### Extrait de page
Ayman Mhanna, directeur exécutif de la Fondation Samir Kassir, répond aux questions de L'Orient Today sur la condamnation de la journaliste qui constitue un "précédent". 

« L'affaire Dima Sadek constitue un précédent dangereux »

La journaliste libanaise Dima Sadek. Photo Facebook/Dima Sadek

La justice libanaise a condamné lundi la journaliste Dima Sadek à un an de prison ferme, dans le cadre d'un procès intenté il y a trois ans par le chef du Courant patriotique libre (CPL), Gebran Bassil, selon des documents juridiques consultés par L'Orient Today. 

Le chef du CPL avait accusé la journaliste de "diffamation, calomnie et incitation aux conflits sectaires".

Mme Sadek a communiqué les détails du verdict dans une vidéo publiée sur Twitter, dans laquelle elle explique qu'en plus de l''incarcération, elle doit verser 110 millions de livres libanaises au CPL.

En 2020, l'année où la plainte a été déposée, Dima Sadek et le blogueur Gino Raidy avaient annoncé avoir été convoqués par la police judiciaire pour être interrogés sur la base d'une plainte déposée le 14 février par le CPL.

"En février 2020, deux jeunes hommes de Tripoli ont été agressés par le CPL", a rappelé Mme Sadek dans sa vidéo sur Twitter. "L'un a été attaqué par les gardes du corps de [l'ancien député et membre du CPL] Ziad Assouad, et l'autre, Zakaria el-Masri, a été battu et forcé de répéter "Aoun est votre Dieu et le Dieu de Tripoli", comme il l'a affirmé dans son témoignage écrit", a-t-elle ajouté.

"Gebran Bassil me poursuit dans l'affaire Zakaria el-Masri", a poursuivi la journaliste. "Dans les deux cas, j'ai dit qu'il s'agissait d'actes racistes et nazis".

### Consigne
D'après l'extrait de page, quelle peine de prison la justice libanaise a-t-elle infligée à la journaliste Dima Sadek ?

### Matériel fourni
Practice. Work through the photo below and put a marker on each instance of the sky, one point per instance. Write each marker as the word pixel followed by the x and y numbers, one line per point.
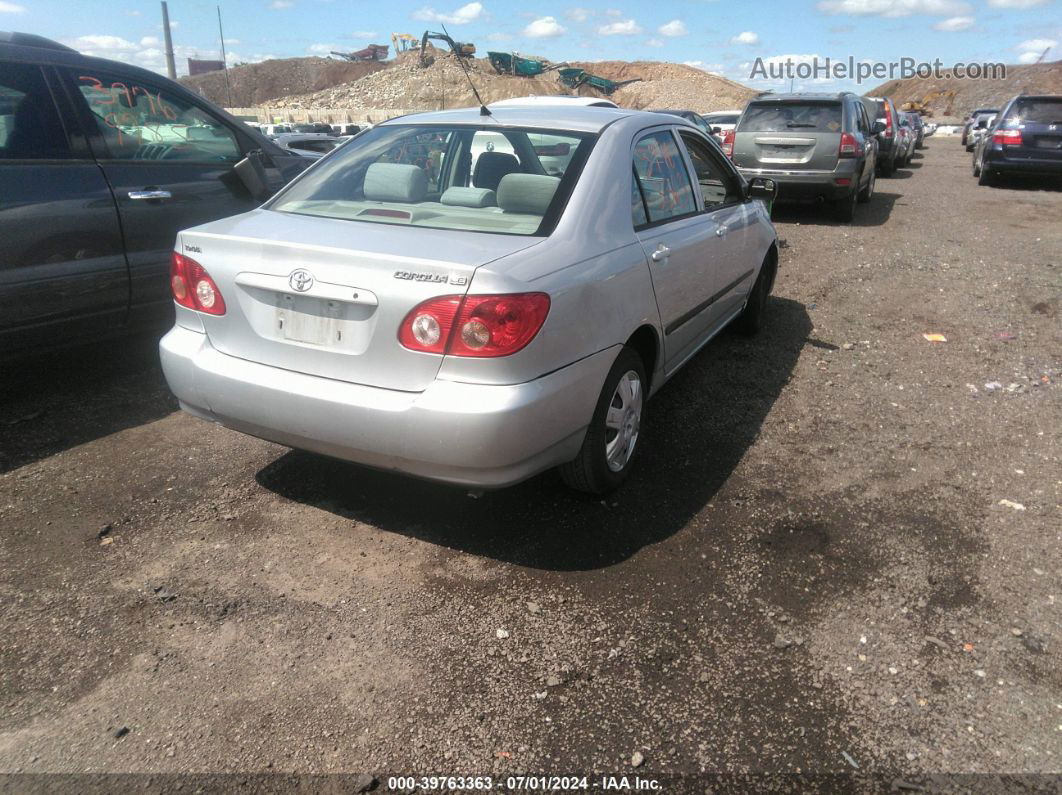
pixel 721 36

### Réponse attendue
Un an de prison ferme.